• EXCERPTED DATA
# # # # #

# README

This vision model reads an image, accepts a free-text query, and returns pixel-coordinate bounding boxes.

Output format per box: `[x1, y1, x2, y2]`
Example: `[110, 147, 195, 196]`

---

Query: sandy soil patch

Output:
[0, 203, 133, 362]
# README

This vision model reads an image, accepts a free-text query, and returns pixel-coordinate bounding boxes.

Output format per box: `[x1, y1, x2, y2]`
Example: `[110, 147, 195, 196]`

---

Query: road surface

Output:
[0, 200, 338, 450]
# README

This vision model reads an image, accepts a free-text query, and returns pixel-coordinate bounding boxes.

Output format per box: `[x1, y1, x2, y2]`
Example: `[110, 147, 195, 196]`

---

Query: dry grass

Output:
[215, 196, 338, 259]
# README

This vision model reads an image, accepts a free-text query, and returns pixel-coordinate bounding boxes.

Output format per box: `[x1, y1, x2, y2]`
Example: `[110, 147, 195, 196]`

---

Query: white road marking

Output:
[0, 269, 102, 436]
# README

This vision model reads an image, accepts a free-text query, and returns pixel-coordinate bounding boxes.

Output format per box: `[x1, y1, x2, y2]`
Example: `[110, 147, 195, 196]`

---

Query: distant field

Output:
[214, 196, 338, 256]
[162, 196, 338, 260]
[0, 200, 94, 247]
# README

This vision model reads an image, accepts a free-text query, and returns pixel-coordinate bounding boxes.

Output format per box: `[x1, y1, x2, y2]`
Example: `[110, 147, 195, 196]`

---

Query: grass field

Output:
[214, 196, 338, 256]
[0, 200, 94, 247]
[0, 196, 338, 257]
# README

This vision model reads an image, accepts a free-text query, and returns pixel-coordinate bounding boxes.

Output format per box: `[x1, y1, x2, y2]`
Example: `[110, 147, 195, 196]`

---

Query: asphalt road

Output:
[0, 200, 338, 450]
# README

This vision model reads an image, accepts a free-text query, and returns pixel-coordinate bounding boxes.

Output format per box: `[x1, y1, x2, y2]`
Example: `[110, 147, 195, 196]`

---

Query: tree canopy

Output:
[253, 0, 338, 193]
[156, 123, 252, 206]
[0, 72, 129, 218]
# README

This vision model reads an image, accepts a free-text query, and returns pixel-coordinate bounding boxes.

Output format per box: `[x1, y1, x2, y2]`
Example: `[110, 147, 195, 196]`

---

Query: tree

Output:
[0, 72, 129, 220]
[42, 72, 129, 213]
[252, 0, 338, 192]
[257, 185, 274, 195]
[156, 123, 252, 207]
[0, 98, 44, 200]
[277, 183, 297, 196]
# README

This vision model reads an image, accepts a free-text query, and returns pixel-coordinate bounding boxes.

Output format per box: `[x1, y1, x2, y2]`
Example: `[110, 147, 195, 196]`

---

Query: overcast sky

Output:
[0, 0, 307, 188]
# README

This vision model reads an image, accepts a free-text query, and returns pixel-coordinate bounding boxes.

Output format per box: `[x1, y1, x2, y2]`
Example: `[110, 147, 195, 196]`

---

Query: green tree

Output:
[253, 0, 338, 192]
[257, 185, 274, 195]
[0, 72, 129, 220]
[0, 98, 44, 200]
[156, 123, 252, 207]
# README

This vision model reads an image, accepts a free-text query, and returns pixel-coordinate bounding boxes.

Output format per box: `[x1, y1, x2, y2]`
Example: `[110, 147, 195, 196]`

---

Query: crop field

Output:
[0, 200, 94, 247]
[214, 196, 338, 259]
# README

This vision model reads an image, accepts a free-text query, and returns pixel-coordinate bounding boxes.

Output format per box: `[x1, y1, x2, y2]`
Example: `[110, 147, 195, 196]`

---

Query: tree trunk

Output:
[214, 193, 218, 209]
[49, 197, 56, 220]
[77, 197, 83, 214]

# # # # #

• WORK TO BE COMPLETED
Tally the lines in the listing above that contain the string "road". Case counts, and the reply should give only the number.

• THE RESULT
3